To do: Would you show every line from the records that holds "marker"?

# # # #

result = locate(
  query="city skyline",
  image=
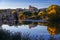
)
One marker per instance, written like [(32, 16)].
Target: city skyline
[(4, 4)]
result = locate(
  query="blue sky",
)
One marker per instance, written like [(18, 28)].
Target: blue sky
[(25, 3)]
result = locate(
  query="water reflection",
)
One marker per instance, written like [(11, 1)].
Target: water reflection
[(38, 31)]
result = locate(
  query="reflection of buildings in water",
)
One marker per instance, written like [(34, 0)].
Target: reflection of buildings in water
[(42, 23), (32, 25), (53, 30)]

# # # #

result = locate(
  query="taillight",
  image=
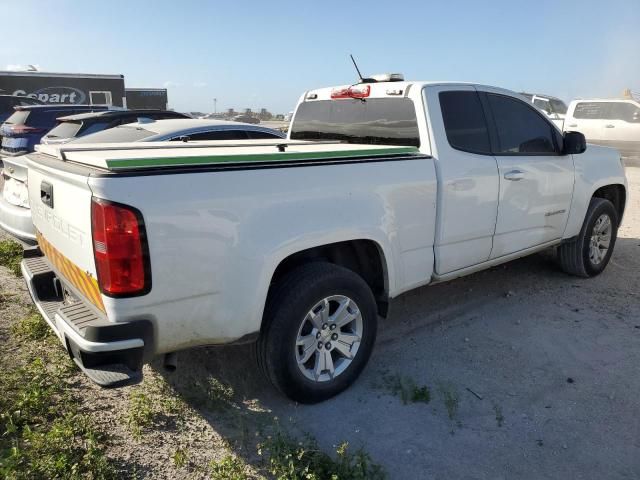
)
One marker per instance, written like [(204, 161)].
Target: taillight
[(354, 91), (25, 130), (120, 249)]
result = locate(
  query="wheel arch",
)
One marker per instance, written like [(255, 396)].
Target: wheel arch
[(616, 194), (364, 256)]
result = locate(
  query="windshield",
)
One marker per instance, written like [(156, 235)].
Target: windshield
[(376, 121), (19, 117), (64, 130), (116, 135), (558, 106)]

# # # #

Answer for this exercise:
One marker per instance, written like [(32, 16)].
One marker per instance, written like [(18, 28)].
One marker per instance, written like [(11, 1)].
One marker per instance, written like [(34, 0)].
One marker per instance, written like [(204, 161)].
One marker per instance, written like [(255, 396)].
One marker per instance, written like [(156, 235)].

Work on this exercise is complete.